> **SOURCE**:
Greek Mythology Notes

Phaethon's Ride

concept
Φαέθοντος Ἅρμα
hubris, catastrophe

The myth of Helios's son who drove the sun chariot across the sky, lost control, and was struck down by Zeus to prevent the earth from burning.

The Myth

Phaethon was the son of Helios, the sun god, and the Oceanid Clymene. Mocked by his peers for claiming divine parentage, he travelled to his father's golden palace in the east. Helios, overjoyed, swore by the river Styx to grant any wish. Phaethon demanded to drive the sun chariot for a single day. Helios begged him to choose anything else — the horses were too powerful for any mortal — but the oath was unbreakable. At dawn, Phaethon mounted the chariot. The four horses, sensing a lighter hand on the reins, bolted. The chariot careened too close to earth, scorching the land (creating the Sahara Desert, the Greeks believed) and too far away, freezing other regions. Mountains caught fire, rivers boiled, and the earth cried out to Zeus. Zeus hurled a thunderbolt, killing Phaethon. His body fell blazing into the river Eridanus (the Po). His sisters, the Heliades, wept until the gods transformed them into poplar trees whose tears became amber.

> **STORED RECORDS**:

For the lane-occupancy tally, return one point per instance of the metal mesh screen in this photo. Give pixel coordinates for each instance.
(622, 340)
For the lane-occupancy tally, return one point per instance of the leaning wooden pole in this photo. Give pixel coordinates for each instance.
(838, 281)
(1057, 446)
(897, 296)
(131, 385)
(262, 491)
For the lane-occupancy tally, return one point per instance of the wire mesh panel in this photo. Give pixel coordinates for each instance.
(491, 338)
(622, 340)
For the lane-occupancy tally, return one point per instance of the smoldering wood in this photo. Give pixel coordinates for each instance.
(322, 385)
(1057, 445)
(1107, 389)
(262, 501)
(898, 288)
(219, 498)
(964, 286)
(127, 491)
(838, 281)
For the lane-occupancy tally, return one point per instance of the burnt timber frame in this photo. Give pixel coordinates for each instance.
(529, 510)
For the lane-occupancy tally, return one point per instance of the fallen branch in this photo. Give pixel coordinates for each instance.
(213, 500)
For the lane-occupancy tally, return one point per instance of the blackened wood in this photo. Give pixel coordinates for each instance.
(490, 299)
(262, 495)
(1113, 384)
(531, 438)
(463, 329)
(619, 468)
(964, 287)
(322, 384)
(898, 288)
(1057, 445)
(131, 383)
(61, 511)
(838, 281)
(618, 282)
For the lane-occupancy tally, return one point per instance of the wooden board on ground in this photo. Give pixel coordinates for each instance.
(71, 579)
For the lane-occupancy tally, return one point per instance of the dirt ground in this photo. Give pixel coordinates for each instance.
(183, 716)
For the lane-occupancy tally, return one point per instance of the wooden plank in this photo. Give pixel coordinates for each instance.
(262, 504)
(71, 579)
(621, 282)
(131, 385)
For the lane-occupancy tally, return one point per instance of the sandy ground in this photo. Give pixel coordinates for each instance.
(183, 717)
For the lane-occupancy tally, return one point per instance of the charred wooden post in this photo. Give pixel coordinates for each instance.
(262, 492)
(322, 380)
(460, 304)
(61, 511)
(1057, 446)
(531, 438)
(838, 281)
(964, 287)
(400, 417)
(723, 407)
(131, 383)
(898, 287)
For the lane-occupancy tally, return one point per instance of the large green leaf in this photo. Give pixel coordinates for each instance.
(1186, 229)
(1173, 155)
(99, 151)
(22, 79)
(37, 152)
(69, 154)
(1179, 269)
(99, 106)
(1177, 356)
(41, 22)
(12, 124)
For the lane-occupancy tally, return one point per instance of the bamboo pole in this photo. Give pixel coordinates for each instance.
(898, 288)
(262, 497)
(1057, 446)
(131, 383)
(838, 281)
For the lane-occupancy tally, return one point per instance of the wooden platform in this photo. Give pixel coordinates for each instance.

> **WHAT IS EXPECTED**: Translate this sentence from the notes on Phaethon's ride into Spanish: "His sisters, the Heliades, wept until the gods transformed them into poplar trees whose tears became amber."

> **SOLUTION**: Sus hermanas, las Helíades, lloraron hasta que los dioses las transformaron en álamos cuyas lágrimas se convirtieron en ámbar.